> [Records for this exercise]
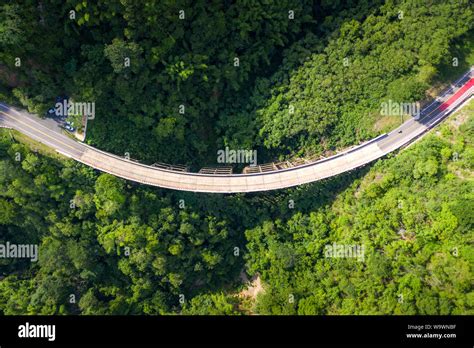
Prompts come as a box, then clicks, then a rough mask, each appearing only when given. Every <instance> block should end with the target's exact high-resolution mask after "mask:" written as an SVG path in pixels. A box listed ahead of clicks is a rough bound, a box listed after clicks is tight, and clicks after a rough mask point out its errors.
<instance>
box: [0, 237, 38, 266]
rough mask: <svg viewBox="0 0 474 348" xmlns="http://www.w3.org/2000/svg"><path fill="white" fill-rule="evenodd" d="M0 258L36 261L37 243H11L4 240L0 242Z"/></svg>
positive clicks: (37, 250)
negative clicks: (33, 243) (5, 241)
mask: <svg viewBox="0 0 474 348" xmlns="http://www.w3.org/2000/svg"><path fill="white" fill-rule="evenodd" d="M0 259H31V261H32V262H36V261H38V245H37V244H13V243H10V242H6V243H5V244H0Z"/></svg>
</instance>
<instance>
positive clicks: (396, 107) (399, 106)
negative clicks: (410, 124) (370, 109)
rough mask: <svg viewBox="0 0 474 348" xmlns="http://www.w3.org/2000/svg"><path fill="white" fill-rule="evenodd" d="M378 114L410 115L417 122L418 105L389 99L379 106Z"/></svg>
mask: <svg viewBox="0 0 474 348" xmlns="http://www.w3.org/2000/svg"><path fill="white" fill-rule="evenodd" d="M380 114H382V115H384V116H403V115H410V116H412V117H414V118H415V120H418V119H419V118H420V103H419V102H416V103H399V102H396V101H393V100H391V99H389V100H388V102H382V103H381V104H380Z"/></svg>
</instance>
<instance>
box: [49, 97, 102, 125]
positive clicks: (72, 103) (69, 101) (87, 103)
mask: <svg viewBox="0 0 474 348" xmlns="http://www.w3.org/2000/svg"><path fill="white" fill-rule="evenodd" d="M55 113H56V116H68V115H82V116H87V118H88V119H89V120H93V119H94V118H95V103H94V102H72V101H70V100H68V101H66V100H63V102H62V103H60V102H58V103H56V104H55Z"/></svg>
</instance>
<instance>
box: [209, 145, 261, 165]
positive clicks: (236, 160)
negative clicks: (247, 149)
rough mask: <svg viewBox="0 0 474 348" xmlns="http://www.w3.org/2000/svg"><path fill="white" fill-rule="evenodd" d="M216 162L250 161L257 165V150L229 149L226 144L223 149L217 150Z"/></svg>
mask: <svg viewBox="0 0 474 348" xmlns="http://www.w3.org/2000/svg"><path fill="white" fill-rule="evenodd" d="M217 163H227V164H231V163H250V165H251V166H256V165H257V150H242V149H239V150H231V149H229V147H228V146H226V148H225V149H224V150H218V151H217Z"/></svg>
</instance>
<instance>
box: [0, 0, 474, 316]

> [About this exercise] Give exactly, and nothing besides, the lines from the one in which "negative clicks: (410, 124) (370, 109)" occurs through the end of the records.

> [Response to the task]
negative clicks: (410, 124) (370, 109)
rough mask: <svg viewBox="0 0 474 348" xmlns="http://www.w3.org/2000/svg"><path fill="white" fill-rule="evenodd" d="M378 114L410 115L417 122L418 105L389 99L379 106Z"/></svg>
mask: <svg viewBox="0 0 474 348" xmlns="http://www.w3.org/2000/svg"><path fill="white" fill-rule="evenodd" d="M380 114H382V115H384V116H403V115H410V116H412V117H414V118H415V120H418V119H419V118H420V103H419V102H416V103H399V102H396V101H393V100H391V99H389V100H388V102H382V103H381V104H380Z"/></svg>
</instance>
<instance>
box: [49, 97, 102, 125]
positive clicks: (72, 103) (69, 101) (87, 103)
mask: <svg viewBox="0 0 474 348" xmlns="http://www.w3.org/2000/svg"><path fill="white" fill-rule="evenodd" d="M55 113H56V116H68V115H82V116H87V118H88V119H89V120H93V119H94V118H95V103H94V102H72V101H70V100H68V101H66V100H63V102H62V103H60V102H58V103H56V104H55Z"/></svg>
</instance>
<instance>
box: [209, 145, 261, 165]
positive clicks: (236, 160)
negative clicks: (247, 149)
rough mask: <svg viewBox="0 0 474 348" xmlns="http://www.w3.org/2000/svg"><path fill="white" fill-rule="evenodd" d="M216 162L250 161L257 165V150L229 149L226 144L223 149L217 150Z"/></svg>
mask: <svg viewBox="0 0 474 348" xmlns="http://www.w3.org/2000/svg"><path fill="white" fill-rule="evenodd" d="M217 163H227V164H231V163H250V165H251V166H256V165H257V150H242V149H239V150H231V149H229V147H228V146H226V148H225V149H224V150H218V151H217Z"/></svg>
</instance>
<instance>
box: [0, 0, 474, 316]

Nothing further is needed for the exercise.